Excerpts from a point labeling dataset:
..............................
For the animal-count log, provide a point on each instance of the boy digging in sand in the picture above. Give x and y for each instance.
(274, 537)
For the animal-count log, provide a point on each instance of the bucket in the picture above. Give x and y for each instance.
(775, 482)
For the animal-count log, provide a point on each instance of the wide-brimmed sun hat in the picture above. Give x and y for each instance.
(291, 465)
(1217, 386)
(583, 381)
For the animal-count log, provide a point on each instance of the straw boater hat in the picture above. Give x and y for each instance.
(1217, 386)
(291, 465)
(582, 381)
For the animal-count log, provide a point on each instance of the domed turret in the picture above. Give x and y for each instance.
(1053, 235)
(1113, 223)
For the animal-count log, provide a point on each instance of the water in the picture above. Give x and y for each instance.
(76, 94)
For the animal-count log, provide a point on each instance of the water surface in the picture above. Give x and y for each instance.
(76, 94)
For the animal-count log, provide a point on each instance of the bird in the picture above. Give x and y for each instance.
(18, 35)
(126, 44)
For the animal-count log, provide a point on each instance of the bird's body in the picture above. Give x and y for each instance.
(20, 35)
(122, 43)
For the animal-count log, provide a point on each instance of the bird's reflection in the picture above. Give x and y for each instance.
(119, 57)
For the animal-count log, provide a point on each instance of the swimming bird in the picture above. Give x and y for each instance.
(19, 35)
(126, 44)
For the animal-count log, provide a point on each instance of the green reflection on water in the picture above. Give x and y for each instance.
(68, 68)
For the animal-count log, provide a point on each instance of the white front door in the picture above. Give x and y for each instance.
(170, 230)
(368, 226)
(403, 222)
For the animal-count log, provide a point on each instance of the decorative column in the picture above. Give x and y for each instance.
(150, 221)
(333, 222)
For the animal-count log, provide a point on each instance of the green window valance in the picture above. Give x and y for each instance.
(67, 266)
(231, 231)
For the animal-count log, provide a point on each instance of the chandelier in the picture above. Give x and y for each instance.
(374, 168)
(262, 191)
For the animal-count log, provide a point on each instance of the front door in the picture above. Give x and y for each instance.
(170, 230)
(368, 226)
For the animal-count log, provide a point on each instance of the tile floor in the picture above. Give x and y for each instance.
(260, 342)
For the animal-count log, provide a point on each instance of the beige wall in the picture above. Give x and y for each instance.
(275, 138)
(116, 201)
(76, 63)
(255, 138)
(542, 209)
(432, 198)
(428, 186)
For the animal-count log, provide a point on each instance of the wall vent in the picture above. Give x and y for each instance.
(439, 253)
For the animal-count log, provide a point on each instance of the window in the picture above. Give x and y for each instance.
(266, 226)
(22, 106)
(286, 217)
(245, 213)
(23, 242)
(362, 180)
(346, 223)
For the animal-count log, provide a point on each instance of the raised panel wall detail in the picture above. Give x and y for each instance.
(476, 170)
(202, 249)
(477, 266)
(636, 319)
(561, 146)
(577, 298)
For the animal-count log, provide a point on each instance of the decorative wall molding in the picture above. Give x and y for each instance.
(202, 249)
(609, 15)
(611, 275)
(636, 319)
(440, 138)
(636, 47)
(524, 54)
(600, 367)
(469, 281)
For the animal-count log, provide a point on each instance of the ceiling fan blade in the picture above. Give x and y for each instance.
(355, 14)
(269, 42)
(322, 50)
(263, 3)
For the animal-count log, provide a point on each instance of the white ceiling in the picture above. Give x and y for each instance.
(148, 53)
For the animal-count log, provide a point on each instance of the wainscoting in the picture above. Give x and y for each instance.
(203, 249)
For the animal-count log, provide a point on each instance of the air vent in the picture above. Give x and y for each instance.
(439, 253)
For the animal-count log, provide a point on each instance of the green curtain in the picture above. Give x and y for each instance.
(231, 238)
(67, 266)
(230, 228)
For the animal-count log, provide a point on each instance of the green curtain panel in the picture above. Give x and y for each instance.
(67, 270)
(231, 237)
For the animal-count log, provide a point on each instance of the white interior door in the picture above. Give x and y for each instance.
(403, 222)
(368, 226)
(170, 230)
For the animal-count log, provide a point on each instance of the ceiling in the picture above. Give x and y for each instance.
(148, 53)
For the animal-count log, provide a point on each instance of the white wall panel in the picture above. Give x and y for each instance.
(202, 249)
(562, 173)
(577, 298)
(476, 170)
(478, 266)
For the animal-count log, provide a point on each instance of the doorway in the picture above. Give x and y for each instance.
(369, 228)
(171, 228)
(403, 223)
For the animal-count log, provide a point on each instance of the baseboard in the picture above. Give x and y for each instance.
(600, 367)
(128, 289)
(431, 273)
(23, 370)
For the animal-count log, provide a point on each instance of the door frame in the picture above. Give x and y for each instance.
..............................
Instructions to follow:
Rewrite all of the rows above as a numbered list, and drop any blank lines.

Exercise solution:
1. For the animal-count log, provide a point on each instance of the boy digging in sand in the picture above. Give x and y for each instance.
2. (274, 537)
3. For the animal-count log, provide a point on each instance of the bucket in the picture above. Give x and y for each instance.
4. (775, 482)
5. For the animal-count log, provide a point on each instance of the wide-brimmed sun hat in the picture above. Give x and y for each instance.
6. (291, 465)
7. (1217, 386)
8. (583, 381)
9. For the animal-count log, provide a point on each instance of the straw boater hat in the picture above. Give x and y for each instance.
10. (1217, 386)
11. (291, 465)
12. (582, 381)
13. For the animal-count log, provide a point on each instance of the domed turret in the picture above. Give x and y for each instance.
14. (1053, 235)
15. (1113, 223)
16. For the animal-count log, provide a point on each instance of the water in the picture above. Give x and y for each instance.
17. (76, 94)
18. For the animal-count log, provide a point on each instance of the water surface in the picture above. Give x and y for each instance.
19. (76, 94)
20. For the animal-count log, provide a point on each instance of the bird in the picture above. Give x and y for each instance.
21. (18, 35)
22. (126, 44)
23. For the animal-count log, provide a point on each instance of the bird's body in the picture above. Give x and y for each instance.
24. (20, 35)
25. (122, 43)
26. For the animal-count log, provide a point on each instance of the bird's reflection in the picture above. Give x and y for each instance.
27. (119, 57)
28. For the animal-count log, provide a point on each instance of the swimming bird in the picture above. Give x and y for each instance.
29. (19, 35)
30. (126, 44)
31. For the animal-count log, provide a point on each instance of the green reflection on water in the picture above. Give x and y for each instance.
32. (68, 68)
33. For the animal-count log, provide a point on each instance of the white front door in the picture above. Give x and y for each instance.
34. (170, 230)
35. (368, 226)
36. (403, 222)
37. For the animal-count log, provide a point on each instance of the decorative column in the picture above. Give x and y for each instance.
38. (150, 221)
39. (333, 222)
40. For the animal-count log, provide a point on each instance of the green window valance in the picture above. Give x and y for each instance.
41. (67, 266)
42. (231, 231)
43. For the animal-count log, provide a point on each instance of the chandelier in the picture above. Give x and y for each instance.
44. (374, 168)
45. (262, 191)
46. For the animal-count log, provide a point on each instance of the front door in the picture above. Give x and y for each instance.
47. (170, 230)
48. (368, 226)
49. For the animal-count log, provide a point on each instance of the tile floor in the picture above. Give x and y for each instance.
50. (260, 342)
51. For the animal-count log, provide a point on each instance of the beige wall in the picture above. Give x and y for each instance.
52. (275, 138)
53. (116, 201)
54. (76, 63)
55. (255, 138)
56. (542, 209)
57. (432, 198)
58. (428, 186)
59. For the animal-count log, provide a point on each instance of the wall vent in the picture above. Give x and y for each instance.
60. (439, 253)
61. For the animal-count log, provide a point on each instance of the window in the picture above. Give x and y for each instance.
62. (266, 226)
63. (22, 106)
64. (286, 217)
65. (245, 213)
66. (23, 242)
67. (362, 180)
68. (346, 223)
69. For the animal-count log, provide a point on each instance of the raised panel wall detail in the picture above. Give x and y for each instance.
70. (476, 170)
71. (202, 249)
72. (477, 266)
73. (636, 319)
74. (561, 146)
75. (577, 298)
76. For the animal-count log, provide a point on each instance of the decorative wall molding in the picture above. Give x and y for each instance.
77. (202, 249)
78. (609, 15)
79. (611, 275)
80. (636, 319)
81. (440, 138)
82. (636, 47)
83. (524, 54)
84. (600, 367)
85. (469, 281)
86. For the animal-count log, provide a point on each instance of the ceiling fan blade in the picture above. Give x and y for each instance.
87. (355, 14)
88. (269, 42)
89. (322, 50)
90. (263, 3)
91. For the animal-count log, provide a point on each instance of the white ceiling in the picture above. Give x and y for each instance.
92. (148, 53)
93. For the animal-count log, provide a point on each instance of the wainscoting in the picture above. Give x and y for each instance.
94. (203, 249)
95. For the animal-count log, provide a point on each instance of the air vent in the picture above. Give x and y for each instance.
96. (439, 253)
97. For the animal-count log, provide a point on each instance of the green curtain in the picture above. Give x and y for each instance.
98. (231, 238)
99. (67, 266)
100. (230, 228)
101. For the animal-count log, provide a point on each instance of the green curtain panel in the picture above. Give x and y for each instance.
102. (67, 270)
103. (231, 237)
104. For the animal-count log, provide a point on each instance of the white interior door in the picture above. Give x and y for each instance.
105. (403, 222)
106. (368, 226)
107. (170, 230)
108. For the animal-count log, provide a point on each instance of the ceiling in the picture above. Give x and y for each instance.
109. (148, 53)
110. For the animal-count log, provide a point on each instance of the white wall panel in the picture above. Give x and y for each instance.
111. (202, 249)
112. (562, 173)
113. (577, 298)
114. (476, 170)
115. (478, 266)
116. For the animal-count log, provide a point on each instance of the doorway in the picture above. Give x and y for each instance.
117. (369, 228)
118. (171, 228)
119. (403, 223)
120. For the animal-count log, provide a point on each instance of the baseboard in the picture above. Give x and y for each instance.
121. (600, 367)
122. (128, 289)
123. (431, 273)
124. (23, 370)
125. For the animal-count log, provide a point on each instance of the door frame in the picture above. Give x and y for each instance.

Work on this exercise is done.